Work to be completed — The line that contains "task | one point per instance, each pair like [421, 146]" and all lines following it to the end of the data below: set these down exactly, and nothing besides.

[[ Exercise data open ]]

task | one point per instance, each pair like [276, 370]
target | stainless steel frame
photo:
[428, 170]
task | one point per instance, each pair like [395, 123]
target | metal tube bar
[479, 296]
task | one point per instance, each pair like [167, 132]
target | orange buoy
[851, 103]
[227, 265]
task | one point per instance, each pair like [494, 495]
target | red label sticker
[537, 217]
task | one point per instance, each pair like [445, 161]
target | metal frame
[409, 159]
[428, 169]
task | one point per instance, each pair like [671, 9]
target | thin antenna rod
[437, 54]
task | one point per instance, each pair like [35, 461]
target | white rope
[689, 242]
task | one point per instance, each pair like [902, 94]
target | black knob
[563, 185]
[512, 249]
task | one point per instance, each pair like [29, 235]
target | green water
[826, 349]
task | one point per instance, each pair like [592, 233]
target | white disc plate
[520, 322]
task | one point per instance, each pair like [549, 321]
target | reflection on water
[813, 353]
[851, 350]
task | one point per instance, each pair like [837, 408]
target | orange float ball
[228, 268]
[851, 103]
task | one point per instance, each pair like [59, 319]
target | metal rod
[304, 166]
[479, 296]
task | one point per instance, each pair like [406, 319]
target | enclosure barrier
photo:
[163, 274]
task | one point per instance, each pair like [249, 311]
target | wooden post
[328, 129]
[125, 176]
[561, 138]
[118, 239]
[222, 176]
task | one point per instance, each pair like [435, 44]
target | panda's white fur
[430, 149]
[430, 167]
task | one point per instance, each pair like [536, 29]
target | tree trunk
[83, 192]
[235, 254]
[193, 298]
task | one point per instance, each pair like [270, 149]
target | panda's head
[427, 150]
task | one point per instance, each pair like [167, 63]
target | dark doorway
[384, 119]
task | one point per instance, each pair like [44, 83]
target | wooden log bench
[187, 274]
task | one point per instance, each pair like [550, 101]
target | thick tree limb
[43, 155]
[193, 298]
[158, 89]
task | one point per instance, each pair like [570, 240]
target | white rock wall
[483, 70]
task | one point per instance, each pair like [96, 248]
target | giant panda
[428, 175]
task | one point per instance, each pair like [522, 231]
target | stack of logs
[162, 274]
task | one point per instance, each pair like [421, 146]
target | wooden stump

[[ Exercise data closed ]]

Answer below —
task | one point per instance, each pair like [421, 146]
target | wooden stump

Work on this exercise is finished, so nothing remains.